*TASK TO CARRY OUT*
Reproduce only the lines from the line containing "Practice step: find the cream" to the end of the entries below, including both of those lines.

*PROVIDED INFORMATION*

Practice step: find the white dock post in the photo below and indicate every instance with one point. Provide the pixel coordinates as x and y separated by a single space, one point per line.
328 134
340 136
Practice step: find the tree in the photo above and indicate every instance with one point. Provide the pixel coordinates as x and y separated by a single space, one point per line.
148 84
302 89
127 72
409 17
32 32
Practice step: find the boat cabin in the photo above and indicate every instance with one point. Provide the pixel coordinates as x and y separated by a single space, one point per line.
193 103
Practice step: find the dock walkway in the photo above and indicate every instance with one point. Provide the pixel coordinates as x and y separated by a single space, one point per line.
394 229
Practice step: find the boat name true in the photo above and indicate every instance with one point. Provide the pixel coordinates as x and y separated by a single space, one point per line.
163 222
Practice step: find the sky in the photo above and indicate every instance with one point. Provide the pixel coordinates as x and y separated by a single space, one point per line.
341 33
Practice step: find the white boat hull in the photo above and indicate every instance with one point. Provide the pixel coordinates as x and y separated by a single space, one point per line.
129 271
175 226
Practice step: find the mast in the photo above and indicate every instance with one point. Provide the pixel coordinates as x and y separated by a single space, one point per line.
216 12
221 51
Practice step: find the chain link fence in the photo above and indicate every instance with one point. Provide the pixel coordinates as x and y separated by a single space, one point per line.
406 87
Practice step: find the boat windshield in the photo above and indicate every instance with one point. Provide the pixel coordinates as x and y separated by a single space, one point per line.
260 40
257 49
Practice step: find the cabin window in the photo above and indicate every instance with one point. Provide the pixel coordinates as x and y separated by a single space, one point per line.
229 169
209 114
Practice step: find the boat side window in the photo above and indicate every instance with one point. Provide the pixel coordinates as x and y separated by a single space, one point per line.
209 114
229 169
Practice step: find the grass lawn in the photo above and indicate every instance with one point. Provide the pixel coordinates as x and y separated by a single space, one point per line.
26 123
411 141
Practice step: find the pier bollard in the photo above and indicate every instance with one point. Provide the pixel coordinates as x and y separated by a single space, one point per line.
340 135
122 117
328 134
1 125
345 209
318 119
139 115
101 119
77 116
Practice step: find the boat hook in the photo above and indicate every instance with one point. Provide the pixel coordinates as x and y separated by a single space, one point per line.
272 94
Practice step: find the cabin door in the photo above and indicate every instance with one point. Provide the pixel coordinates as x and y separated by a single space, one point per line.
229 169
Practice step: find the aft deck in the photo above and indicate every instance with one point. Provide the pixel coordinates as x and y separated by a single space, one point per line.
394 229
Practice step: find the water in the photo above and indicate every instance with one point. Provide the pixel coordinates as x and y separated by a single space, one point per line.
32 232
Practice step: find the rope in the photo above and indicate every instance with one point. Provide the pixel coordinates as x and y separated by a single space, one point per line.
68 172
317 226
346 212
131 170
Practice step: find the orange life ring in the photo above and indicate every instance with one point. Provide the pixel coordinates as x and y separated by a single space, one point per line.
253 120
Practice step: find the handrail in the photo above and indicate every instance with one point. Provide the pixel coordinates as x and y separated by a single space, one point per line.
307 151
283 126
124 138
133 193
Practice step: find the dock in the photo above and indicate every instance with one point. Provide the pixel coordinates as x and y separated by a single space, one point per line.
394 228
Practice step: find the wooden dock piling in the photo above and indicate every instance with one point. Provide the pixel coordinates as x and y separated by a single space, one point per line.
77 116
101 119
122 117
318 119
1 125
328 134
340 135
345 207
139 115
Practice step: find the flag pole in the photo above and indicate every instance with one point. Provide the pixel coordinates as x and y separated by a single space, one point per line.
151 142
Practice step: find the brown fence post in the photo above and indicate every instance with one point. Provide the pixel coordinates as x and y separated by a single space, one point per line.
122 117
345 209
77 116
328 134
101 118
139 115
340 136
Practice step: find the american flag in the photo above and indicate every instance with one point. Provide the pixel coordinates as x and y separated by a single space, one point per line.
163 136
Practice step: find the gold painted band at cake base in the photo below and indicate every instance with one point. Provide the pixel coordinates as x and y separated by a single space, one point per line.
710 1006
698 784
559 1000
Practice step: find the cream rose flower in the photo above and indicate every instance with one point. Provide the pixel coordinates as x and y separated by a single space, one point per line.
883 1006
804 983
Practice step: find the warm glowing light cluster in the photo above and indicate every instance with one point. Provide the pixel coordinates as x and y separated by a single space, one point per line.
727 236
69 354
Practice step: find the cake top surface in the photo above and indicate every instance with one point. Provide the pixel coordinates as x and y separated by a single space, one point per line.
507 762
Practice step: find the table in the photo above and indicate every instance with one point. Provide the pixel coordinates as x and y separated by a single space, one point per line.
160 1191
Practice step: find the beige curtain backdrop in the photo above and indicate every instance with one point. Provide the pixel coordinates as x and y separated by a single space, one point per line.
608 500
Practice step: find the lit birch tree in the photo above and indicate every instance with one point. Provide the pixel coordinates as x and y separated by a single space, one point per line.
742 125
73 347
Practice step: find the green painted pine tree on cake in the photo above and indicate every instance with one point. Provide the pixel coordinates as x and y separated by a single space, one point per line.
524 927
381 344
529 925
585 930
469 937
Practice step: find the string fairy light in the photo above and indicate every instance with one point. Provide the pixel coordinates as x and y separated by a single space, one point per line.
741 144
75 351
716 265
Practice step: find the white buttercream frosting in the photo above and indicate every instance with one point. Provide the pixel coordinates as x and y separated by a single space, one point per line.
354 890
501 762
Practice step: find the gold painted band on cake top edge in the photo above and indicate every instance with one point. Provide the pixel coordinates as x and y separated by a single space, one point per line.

*TASK ANSWER*
Practice step: find the cream rose flower in the photo above and indicate every instance with one point. Provide the pixel coordinates as x and y separated by a single space, one point per line.
883 1006
804 983
Practice step: find the warm glowing light cluster in the photo above and indicate every instance with one point. Provide the pixel coordinates as x and y separated by a single space, one point per line.
727 236
69 354
Practice step: find the cake top surface in the photo above and indicate every instance with one point. Provide the pixel coordinates as x and y separated by a single space, one point per line.
507 762
Practice step: find the table in the photo above and indicate every instance with one point. Provide the pixel coordinates as x and y separated by a single space, one point per line.
160 1191
Practice step: find the beige curtain backdrop in the photo above and indicate every instance with one point. Provide the pixel coordinates as x and y separated by a single space, one point per line.
608 500
Practice step: find the lit birch tree in the photo above and indicate every instance with one point. Provide the pixel coordinates as x and y separated by a single space, one point per line.
742 125
73 347
Practice step: find the green painted pine tree on cake in the photo above and indicate every instance with one point. Provide the pixel coordinates as x and y separated by a single space, one point per line.
524 927
381 344
529 925
585 930
469 937
Practice step: find the string fairy light in the photo above and indicate every instance with one point. Provide the pixel coordinates as x and y separated by a single space, one point per line.
741 144
75 351
716 265
Practice step: find the white buttercream frosting in the photo above and indicate every instance with one point. Provide the pixel coordinates as x and y separated by a single space, one point per line.
354 890
501 762
Practice step: find the gold painted band on cake top edge in the photo above and indicate every instance with one point. Provide the pixel coordinates as x and y separated by a single space, one point per line.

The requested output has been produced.